Referring expression data
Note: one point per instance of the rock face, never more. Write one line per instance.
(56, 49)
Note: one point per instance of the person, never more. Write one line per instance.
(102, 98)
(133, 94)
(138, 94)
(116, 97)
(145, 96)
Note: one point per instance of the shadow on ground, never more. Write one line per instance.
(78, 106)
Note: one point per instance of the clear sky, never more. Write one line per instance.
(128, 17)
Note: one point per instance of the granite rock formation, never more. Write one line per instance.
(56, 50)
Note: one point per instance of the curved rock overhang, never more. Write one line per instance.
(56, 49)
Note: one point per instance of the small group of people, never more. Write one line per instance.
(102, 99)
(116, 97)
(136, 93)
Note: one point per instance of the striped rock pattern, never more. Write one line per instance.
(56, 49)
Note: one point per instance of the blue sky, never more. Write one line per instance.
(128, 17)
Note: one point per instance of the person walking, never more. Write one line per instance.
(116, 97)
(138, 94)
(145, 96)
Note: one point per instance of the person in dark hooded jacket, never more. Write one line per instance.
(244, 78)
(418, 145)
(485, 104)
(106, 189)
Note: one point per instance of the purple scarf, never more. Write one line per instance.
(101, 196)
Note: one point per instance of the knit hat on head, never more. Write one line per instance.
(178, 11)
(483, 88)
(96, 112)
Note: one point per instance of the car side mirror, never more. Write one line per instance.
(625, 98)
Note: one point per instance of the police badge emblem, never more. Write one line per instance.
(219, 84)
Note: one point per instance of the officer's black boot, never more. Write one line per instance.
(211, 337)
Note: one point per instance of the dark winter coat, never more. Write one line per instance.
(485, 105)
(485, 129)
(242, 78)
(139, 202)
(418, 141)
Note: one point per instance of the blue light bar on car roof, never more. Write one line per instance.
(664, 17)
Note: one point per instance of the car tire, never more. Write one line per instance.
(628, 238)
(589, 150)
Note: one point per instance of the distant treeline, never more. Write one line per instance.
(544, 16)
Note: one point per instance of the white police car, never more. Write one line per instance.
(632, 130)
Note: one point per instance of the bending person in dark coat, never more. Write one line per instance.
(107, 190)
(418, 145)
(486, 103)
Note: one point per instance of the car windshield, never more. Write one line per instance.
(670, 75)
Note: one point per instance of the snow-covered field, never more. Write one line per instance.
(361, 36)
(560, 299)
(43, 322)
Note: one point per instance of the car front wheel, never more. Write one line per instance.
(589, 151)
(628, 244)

■ **THE PROBLEM**: From the line with "Note: one point per instance of the distant" to the final line of the entries above, return every line exactly as written.

■ **WRITTEN RESPONSE**:
Note: one point per instance of the distant treeline, never more. Write one line per instance.
(544, 16)
Note: one point per instance of the white police car, never more. Write one line per instance.
(632, 130)
Note: one point per instance of the bending person in dark coat, never more. Write one line per instance.
(107, 190)
(418, 145)
(486, 103)
Note: one point per instance of the car windshield, never more. Write one line per instance.
(670, 75)
Note: one point per instance of the snow-covered field, never more. Write one line per instance.
(361, 36)
(560, 299)
(43, 322)
Note: one point per instance of the car front wheel, never more. Write one line per instance.
(589, 151)
(628, 244)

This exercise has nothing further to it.